Lines of data
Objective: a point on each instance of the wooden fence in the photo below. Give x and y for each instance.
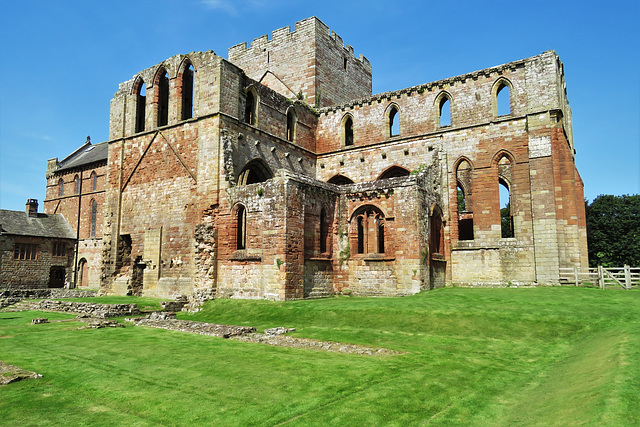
(625, 277)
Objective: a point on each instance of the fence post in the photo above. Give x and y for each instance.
(627, 277)
(600, 277)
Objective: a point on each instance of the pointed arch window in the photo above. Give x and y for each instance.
(370, 230)
(187, 91)
(94, 217)
(241, 227)
(324, 230)
(444, 110)
(502, 97)
(163, 98)
(504, 189)
(348, 131)
(250, 109)
(141, 105)
(291, 124)
(464, 202)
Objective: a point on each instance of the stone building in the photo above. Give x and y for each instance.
(76, 190)
(277, 174)
(36, 250)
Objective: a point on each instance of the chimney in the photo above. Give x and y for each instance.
(32, 208)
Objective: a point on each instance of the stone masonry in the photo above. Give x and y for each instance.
(277, 174)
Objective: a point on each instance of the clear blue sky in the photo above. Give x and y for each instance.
(61, 62)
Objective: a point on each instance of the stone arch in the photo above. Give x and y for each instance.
(339, 179)
(161, 84)
(292, 120)
(140, 91)
(368, 234)
(441, 100)
(394, 172)
(392, 120)
(501, 84)
(251, 105)
(186, 89)
(255, 171)
(347, 133)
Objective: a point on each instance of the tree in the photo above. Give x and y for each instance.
(613, 231)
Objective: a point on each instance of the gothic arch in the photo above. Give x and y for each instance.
(347, 133)
(255, 171)
(440, 101)
(392, 120)
(502, 83)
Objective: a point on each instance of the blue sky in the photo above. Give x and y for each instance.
(61, 62)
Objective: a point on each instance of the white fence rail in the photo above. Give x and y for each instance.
(625, 277)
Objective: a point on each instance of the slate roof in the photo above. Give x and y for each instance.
(44, 225)
(84, 155)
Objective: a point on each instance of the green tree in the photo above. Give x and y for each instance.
(613, 231)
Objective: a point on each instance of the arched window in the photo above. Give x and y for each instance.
(394, 121)
(340, 180)
(291, 124)
(394, 172)
(444, 109)
(502, 97)
(141, 105)
(348, 131)
(464, 203)
(436, 238)
(187, 91)
(370, 232)
(504, 187)
(163, 97)
(255, 171)
(94, 217)
(250, 109)
(241, 228)
(324, 230)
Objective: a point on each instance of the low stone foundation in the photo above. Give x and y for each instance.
(91, 309)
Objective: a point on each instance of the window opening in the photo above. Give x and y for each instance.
(141, 107)
(250, 108)
(348, 131)
(163, 99)
(187, 93)
(25, 251)
(445, 112)
(506, 218)
(324, 230)
(241, 236)
(394, 122)
(94, 216)
(291, 124)
(503, 99)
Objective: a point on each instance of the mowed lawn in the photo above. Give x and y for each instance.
(542, 356)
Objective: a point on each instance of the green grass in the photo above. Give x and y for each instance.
(545, 356)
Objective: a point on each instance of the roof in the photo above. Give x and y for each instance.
(43, 225)
(84, 155)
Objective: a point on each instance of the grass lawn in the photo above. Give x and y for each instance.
(544, 356)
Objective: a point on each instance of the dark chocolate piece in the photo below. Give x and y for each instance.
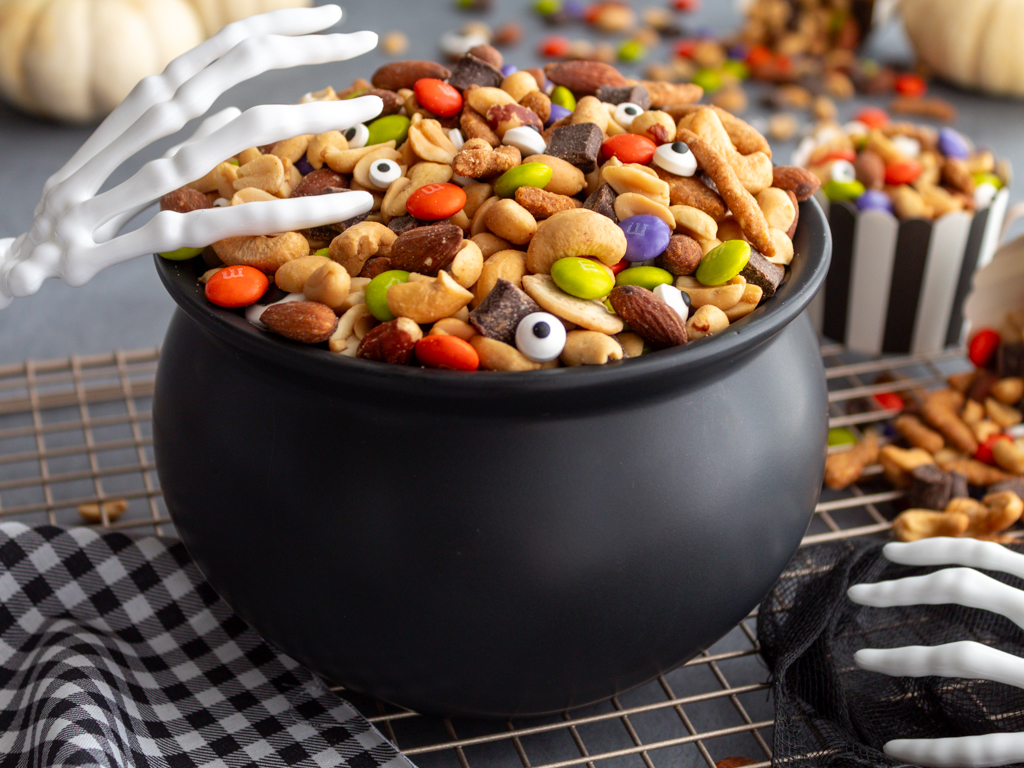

(Stated exercise) Transcribe all of the material exactly, leaving out whatever pictures it contains.

(Written response)
Objective: a point on each instance of the wooden fence in the photo below. Give x and y for each instance.
(625, 277)
Objective: a point on each instance of the fence post in the photo above. Give x and y for each instance.
(627, 277)
(600, 277)
Objective: a point on each instance of the pointed arch window in the photo above. Give x and y for each instance.
(370, 230)
(187, 91)
(94, 217)
(241, 227)
(324, 230)
(444, 110)
(502, 97)
(163, 98)
(504, 189)
(348, 131)
(250, 109)
(141, 105)
(291, 124)
(464, 202)
Objective: a point on each instance of the stone building in the photo above. Give x and y for each instance.
(76, 190)
(277, 174)
(36, 250)
Objective: a point on each instance of the chimney in the photo above. Give x and y for each instance.
(32, 208)
Objective: a point on each instance of the stone masonry in the photo above. Give x and y for each instance.
(277, 174)
Objective: a point on each instance of the clear blue sky in the photo above. Give x and y for each instance.
(61, 62)
Objective: a point on each instance of the stone arch in the photo above. Give x and y for each instance.
(339, 179)
(161, 84)
(292, 120)
(140, 91)
(368, 234)
(441, 100)
(394, 172)
(392, 120)
(501, 84)
(251, 105)
(186, 89)
(255, 171)
(347, 133)
Objective: a point on each instance of the tree in the photo above. Give x and y for each instance.
(613, 231)
Objective: a point on each instance of the gothic arch in the photo above. Give x and y for each instance.
(347, 133)
(255, 171)
(440, 101)
(392, 120)
(502, 83)
Objective: a point on each instance of the blue sky in the photo above. Give x and y for each instance.
(61, 62)
Objective: a point on each instance of the white fence rail in the photo above. Give x and y for each instance.
(625, 277)
Objective: a point on each instance of the slate roof in the photo above. Give x and y for each instance.
(44, 225)
(84, 155)
Objective: a point on each instance of the green tree in the photo above. Give x and y for each instance.
(613, 231)
Objective: a point on each instance of the arched window in the photo above. Give x and y for each instance.
(394, 121)
(340, 180)
(291, 124)
(394, 172)
(444, 109)
(502, 97)
(141, 105)
(348, 131)
(464, 203)
(436, 238)
(187, 91)
(370, 232)
(504, 187)
(163, 97)
(255, 171)
(94, 217)
(250, 109)
(241, 228)
(324, 230)
Objective: a point on each instance of the low stone foundation in the photo above. Give x and y for each instance.
(91, 309)
Objective: a point on each instance of the window opening in the photo above. Give x and y for each instance.
(141, 107)
(250, 108)
(348, 131)
(163, 99)
(187, 93)
(25, 251)
(445, 112)
(506, 218)
(324, 230)
(241, 236)
(394, 122)
(94, 216)
(291, 124)
(503, 99)
Objective: a point on each instance of the mowed lawn in the photo above. Give x and y for each instance.
(542, 356)
Objective: a point on each instance of the green grass in the photo above. Give x and y for each instance.
(545, 356)
Objective: a point on each instance of the roof in the photo above. Give x and y for each instance.
(43, 225)
(84, 155)
Objective: a point on each instance of the grass lawn in the photo above. Give x and y for each instance.
(544, 356)
Objective: a point on each instance of the dark chocolate piece in the photo below. Give x and y for each instance.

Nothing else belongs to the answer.